**THINGS TO DO**
• A. Quote the Solr synonyms post exactly, starting at the words "Sunday, October 26, 2014" and stopping after "word and multi-word.".
• B. In the Solr synonyms post, shorten the paragraph that begins "The problem of multi-word synonyms" and keep its main facts.

**PASSAGE TO READ**
+ + + +

Sunday, October 26, 2014

Solr and multi-word synonyms - one more way to handle

In a new project about creating a new eCommerce site for one of our clients I was asked to tune the existing search according to new requirements:
  1. if a document contains the whole search query or a phrase from it, it must be placed higher others;
  2. the retrieved documents must contain all words from the search query;
  3. query-time synonyms: both one word and multi-word.
The first two are seems to be simple, but the third one… Well… It blows up everything.

The problem of multi-word synonyms is well described in the posts of John Berryman and Mike McCandless, so I don’t dig into details here. The main point there – SynonymsFilter doesn’t work well with term positions if a synonym contains more than one word. After some brainstorming about how to deal this problem I made a decision – if I can’t use positions as I want, I should not use them at all. In other words all matching logic should use the simplest TermQueries and their combinations with boolean operations.

With this rule as basement for all my actions I defined three steps to achieve the goal:
  1. match all documents with any part of the search query and with multi-word synonyms;
  2. apply filter to get the required documents only;
  3. add boosts.

+ + + +

Point annotation data
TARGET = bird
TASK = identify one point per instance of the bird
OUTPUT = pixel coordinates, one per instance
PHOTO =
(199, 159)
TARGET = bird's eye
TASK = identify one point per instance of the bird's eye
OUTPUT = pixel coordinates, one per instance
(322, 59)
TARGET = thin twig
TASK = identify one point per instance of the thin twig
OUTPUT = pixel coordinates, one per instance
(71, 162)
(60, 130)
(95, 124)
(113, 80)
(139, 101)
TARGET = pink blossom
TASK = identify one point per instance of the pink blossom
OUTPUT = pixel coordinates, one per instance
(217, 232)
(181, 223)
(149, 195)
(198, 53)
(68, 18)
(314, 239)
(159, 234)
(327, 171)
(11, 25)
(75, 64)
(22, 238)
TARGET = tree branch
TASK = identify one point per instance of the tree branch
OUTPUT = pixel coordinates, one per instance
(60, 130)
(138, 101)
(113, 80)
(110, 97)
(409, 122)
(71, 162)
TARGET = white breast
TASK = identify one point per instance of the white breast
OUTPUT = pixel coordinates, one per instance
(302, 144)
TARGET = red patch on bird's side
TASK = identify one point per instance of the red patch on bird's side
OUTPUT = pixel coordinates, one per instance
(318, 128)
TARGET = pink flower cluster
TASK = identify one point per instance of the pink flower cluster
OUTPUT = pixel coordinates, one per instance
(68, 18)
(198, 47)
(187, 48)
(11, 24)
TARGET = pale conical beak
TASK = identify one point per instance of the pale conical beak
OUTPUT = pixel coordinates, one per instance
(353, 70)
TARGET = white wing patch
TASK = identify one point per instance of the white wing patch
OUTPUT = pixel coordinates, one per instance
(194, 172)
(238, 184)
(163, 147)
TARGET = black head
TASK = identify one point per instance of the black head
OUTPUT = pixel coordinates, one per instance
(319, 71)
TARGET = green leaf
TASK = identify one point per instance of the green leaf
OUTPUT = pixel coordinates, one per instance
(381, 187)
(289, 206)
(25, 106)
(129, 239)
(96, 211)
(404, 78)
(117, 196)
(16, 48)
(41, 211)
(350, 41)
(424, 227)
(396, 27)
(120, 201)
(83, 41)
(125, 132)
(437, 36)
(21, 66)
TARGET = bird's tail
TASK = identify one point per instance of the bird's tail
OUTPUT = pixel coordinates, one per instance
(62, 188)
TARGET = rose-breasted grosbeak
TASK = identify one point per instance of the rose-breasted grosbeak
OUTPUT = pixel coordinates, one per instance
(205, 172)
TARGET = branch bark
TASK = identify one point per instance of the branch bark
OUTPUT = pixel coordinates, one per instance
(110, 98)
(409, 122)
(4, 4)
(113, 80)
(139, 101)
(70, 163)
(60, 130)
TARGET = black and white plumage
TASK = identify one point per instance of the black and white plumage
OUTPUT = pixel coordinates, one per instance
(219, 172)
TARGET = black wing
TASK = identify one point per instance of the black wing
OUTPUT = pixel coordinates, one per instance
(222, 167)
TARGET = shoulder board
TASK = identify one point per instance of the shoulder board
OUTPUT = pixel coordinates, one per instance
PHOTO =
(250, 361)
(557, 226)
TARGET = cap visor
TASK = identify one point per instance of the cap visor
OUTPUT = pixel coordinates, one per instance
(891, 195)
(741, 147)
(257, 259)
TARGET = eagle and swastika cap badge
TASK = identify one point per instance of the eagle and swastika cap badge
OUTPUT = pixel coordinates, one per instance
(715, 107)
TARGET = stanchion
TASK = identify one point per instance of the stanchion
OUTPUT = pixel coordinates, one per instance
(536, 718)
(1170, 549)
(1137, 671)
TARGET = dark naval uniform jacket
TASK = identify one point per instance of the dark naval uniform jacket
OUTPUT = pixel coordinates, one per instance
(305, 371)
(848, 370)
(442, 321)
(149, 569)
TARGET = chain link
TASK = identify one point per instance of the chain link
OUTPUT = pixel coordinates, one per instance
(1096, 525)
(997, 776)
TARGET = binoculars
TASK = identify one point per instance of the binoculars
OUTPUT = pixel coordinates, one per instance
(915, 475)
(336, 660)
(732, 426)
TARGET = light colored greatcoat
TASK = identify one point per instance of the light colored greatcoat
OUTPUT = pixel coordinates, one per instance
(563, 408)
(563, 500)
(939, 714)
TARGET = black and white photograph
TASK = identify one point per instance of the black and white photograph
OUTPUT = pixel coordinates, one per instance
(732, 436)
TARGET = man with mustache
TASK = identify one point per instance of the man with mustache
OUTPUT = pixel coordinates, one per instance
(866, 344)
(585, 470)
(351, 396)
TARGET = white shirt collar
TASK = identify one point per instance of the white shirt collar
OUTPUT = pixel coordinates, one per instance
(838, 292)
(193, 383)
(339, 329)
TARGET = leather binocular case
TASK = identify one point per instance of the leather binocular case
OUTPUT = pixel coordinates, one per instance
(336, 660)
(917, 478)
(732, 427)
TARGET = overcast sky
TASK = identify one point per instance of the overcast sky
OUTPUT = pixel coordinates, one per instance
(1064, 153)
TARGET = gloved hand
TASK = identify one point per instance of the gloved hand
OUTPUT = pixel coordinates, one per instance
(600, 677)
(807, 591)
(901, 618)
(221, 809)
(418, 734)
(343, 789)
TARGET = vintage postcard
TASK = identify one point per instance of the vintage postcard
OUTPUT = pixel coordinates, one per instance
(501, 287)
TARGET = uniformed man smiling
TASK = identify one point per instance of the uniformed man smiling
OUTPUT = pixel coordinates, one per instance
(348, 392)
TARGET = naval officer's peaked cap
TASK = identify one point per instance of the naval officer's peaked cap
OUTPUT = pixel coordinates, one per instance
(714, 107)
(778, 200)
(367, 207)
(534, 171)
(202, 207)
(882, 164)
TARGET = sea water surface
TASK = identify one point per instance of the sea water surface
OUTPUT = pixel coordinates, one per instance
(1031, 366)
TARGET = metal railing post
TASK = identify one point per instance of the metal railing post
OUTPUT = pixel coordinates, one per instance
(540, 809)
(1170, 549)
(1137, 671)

+ + + +

**FULL SOLUTIONS**
• A.
Sunday, October 26, 2014

Solr and multi-word synonyms - one more way to handle

In a new project about creating a new eCommerce site for one of our clients I was asked to tune the existing search according to new requirements:
  1. if a document contains the whole search query or a phrase from it, it must be placed higher others;
  2. the retrieved documents must contain all words from the search query;
  3. query-time synonyms: both one word and multi-word.

• B. Posts by John Berryman and Mike McCandless describe the multi-word synonym problem: SynonymsFilter handles term positions poorly when a synonym has more than one word. The writer therefore chose not to use positions at all. All matching logic would rely on the simplest TermQueries combined with boolean operations.